╔══

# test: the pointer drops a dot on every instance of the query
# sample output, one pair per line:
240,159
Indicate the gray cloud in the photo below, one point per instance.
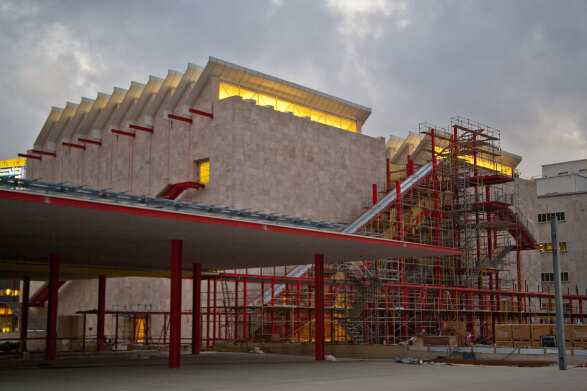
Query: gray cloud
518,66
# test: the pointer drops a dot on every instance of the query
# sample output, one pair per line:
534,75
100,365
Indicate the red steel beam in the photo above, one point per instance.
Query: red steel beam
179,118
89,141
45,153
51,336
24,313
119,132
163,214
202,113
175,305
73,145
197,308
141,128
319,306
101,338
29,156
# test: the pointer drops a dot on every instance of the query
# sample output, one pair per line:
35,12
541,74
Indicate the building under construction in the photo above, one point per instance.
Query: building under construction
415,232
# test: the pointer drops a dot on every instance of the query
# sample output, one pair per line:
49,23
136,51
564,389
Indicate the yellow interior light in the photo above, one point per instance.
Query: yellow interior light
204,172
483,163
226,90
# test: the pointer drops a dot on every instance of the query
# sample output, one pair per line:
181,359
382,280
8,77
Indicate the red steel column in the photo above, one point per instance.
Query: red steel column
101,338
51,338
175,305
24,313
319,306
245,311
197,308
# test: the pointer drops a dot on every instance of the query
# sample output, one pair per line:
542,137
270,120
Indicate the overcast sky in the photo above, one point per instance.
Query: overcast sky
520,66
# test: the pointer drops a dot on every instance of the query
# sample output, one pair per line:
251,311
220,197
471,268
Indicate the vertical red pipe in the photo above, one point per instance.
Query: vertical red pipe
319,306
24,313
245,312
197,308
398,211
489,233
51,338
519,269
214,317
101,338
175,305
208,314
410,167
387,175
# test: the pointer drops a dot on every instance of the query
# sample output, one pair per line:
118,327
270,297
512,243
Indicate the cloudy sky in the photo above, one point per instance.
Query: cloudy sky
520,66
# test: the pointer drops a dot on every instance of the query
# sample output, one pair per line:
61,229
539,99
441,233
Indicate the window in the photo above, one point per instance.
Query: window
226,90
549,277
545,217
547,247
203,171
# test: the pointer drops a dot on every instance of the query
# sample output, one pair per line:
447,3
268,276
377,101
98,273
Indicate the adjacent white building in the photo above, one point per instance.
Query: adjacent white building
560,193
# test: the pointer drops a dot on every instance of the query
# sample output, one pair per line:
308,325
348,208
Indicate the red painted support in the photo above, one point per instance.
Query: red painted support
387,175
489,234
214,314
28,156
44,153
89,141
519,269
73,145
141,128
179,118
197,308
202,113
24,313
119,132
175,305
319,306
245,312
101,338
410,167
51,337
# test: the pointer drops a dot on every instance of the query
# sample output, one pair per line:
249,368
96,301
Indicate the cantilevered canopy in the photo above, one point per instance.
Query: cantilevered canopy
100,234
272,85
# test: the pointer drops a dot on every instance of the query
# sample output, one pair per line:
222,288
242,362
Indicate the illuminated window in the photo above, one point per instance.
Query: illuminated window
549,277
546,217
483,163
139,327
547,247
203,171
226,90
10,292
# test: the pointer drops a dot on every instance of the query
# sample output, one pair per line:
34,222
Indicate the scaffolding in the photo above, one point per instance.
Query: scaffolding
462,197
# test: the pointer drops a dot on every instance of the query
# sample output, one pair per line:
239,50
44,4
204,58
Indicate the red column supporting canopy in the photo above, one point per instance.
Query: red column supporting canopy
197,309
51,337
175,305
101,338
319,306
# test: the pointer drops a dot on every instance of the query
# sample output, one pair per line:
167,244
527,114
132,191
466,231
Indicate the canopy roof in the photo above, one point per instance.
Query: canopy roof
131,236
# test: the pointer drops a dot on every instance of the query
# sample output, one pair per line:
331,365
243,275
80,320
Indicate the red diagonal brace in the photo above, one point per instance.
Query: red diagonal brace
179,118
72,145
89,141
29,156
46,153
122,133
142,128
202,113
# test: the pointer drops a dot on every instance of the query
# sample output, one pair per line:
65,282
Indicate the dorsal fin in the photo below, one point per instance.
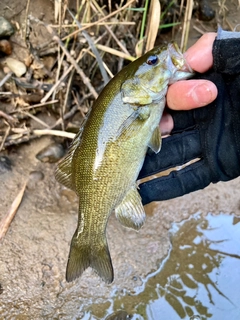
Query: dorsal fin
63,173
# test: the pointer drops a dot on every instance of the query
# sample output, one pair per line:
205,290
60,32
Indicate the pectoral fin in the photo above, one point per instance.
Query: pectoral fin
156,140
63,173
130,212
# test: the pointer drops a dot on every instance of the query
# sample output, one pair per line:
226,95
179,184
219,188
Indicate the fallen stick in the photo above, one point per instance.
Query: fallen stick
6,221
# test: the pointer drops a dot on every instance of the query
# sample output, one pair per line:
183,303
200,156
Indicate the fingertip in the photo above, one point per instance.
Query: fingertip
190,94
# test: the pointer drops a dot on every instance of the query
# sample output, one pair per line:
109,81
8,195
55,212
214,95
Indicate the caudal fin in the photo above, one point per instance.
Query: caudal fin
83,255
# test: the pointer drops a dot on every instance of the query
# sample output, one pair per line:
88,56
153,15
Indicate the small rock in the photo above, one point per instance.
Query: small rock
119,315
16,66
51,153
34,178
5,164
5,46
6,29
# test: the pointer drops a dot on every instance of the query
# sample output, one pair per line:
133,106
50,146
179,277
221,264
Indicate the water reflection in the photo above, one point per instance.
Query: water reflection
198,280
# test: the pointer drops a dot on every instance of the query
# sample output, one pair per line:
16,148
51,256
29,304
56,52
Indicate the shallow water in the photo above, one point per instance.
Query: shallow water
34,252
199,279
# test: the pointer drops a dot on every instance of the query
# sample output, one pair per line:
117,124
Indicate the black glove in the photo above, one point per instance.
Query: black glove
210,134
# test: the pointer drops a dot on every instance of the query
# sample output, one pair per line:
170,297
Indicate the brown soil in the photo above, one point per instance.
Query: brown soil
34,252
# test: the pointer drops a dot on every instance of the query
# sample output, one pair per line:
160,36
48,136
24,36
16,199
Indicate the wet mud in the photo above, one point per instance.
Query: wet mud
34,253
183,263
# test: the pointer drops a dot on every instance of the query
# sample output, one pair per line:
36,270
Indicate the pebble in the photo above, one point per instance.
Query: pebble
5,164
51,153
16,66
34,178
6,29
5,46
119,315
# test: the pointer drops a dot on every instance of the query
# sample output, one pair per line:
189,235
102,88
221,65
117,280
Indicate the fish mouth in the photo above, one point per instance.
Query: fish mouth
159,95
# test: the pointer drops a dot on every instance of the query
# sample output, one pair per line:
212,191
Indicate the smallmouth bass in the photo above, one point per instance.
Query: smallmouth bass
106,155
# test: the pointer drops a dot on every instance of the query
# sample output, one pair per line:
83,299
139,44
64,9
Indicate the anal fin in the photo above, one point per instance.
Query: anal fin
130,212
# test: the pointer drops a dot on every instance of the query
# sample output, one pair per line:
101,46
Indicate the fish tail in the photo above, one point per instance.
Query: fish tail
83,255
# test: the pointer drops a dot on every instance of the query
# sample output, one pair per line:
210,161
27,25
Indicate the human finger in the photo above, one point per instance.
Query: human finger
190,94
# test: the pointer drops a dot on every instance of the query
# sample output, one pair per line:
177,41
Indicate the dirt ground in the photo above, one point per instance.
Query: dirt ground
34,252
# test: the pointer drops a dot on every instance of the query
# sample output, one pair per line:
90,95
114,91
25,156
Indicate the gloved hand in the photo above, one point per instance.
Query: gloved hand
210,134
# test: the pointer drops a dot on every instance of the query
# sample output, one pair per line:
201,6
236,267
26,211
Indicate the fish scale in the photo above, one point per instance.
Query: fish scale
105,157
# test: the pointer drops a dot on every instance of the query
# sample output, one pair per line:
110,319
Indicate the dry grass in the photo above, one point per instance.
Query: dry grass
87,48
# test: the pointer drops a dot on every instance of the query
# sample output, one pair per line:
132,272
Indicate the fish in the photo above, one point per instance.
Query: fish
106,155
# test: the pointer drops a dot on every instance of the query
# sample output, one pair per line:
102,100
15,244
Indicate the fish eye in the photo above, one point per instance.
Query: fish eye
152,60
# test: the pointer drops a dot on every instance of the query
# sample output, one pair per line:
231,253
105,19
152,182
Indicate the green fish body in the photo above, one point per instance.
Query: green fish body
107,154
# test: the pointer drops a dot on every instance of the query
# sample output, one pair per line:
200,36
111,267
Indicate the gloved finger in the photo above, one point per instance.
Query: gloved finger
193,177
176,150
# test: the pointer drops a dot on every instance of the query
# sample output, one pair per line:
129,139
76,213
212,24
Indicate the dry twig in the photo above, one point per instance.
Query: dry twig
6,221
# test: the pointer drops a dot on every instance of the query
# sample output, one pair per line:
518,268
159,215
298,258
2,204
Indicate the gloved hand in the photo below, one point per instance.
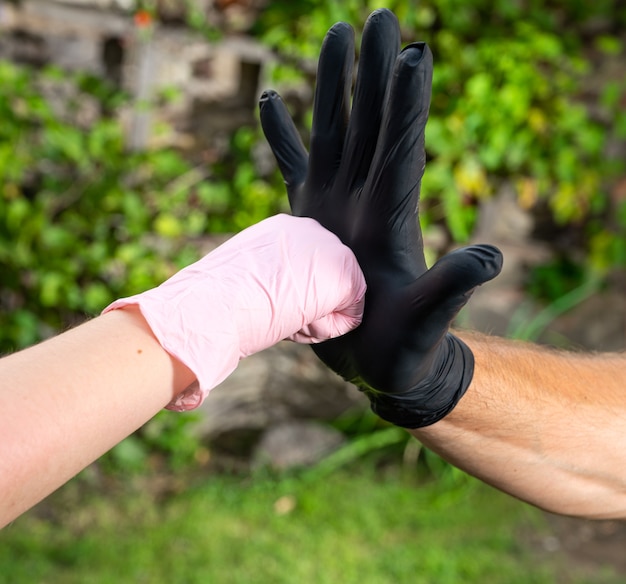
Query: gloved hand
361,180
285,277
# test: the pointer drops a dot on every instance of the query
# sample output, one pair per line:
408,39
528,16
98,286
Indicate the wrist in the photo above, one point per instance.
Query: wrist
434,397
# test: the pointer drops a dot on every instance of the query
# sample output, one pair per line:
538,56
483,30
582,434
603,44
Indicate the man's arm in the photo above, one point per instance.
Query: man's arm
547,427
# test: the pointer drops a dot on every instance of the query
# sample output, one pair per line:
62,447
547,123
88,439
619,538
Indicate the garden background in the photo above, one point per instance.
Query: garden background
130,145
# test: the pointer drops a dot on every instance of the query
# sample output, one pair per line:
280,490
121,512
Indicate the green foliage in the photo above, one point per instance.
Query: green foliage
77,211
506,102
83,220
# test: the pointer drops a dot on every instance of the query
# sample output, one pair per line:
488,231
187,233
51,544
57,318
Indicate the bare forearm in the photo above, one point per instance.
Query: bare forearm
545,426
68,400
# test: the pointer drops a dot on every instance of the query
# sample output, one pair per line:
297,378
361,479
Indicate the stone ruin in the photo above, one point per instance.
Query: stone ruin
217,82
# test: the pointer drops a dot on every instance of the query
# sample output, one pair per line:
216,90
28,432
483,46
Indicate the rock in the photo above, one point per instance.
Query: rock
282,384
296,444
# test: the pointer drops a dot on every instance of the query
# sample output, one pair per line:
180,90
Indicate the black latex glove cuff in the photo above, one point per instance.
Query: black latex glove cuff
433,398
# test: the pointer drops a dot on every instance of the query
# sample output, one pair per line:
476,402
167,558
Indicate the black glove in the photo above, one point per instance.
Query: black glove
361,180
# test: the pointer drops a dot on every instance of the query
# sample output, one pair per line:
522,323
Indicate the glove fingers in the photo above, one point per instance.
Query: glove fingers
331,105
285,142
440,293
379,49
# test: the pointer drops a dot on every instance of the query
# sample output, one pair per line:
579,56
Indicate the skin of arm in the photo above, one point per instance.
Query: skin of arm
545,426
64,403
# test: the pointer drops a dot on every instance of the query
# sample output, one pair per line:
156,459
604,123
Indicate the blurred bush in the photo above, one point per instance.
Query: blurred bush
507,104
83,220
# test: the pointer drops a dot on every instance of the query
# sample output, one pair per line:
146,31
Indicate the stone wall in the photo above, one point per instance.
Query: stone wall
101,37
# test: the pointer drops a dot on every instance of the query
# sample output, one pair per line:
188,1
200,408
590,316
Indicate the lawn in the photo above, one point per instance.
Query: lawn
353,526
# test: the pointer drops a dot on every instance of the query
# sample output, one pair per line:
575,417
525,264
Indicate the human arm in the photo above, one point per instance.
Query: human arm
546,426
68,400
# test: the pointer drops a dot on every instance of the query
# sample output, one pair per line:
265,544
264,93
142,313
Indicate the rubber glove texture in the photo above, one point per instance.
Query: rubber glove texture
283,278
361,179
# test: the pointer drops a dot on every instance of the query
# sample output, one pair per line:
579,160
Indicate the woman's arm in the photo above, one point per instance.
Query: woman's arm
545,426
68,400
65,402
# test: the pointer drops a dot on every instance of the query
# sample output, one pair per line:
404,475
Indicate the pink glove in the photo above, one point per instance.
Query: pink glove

╚══

[Work required] Which lines in the data contain the string "tail"? Find and copy every one, treating uppercase and lowercase letters as different.

[Result for this task]
Indicate the fish tail in the photo above, one point per instance.
Query: fish tail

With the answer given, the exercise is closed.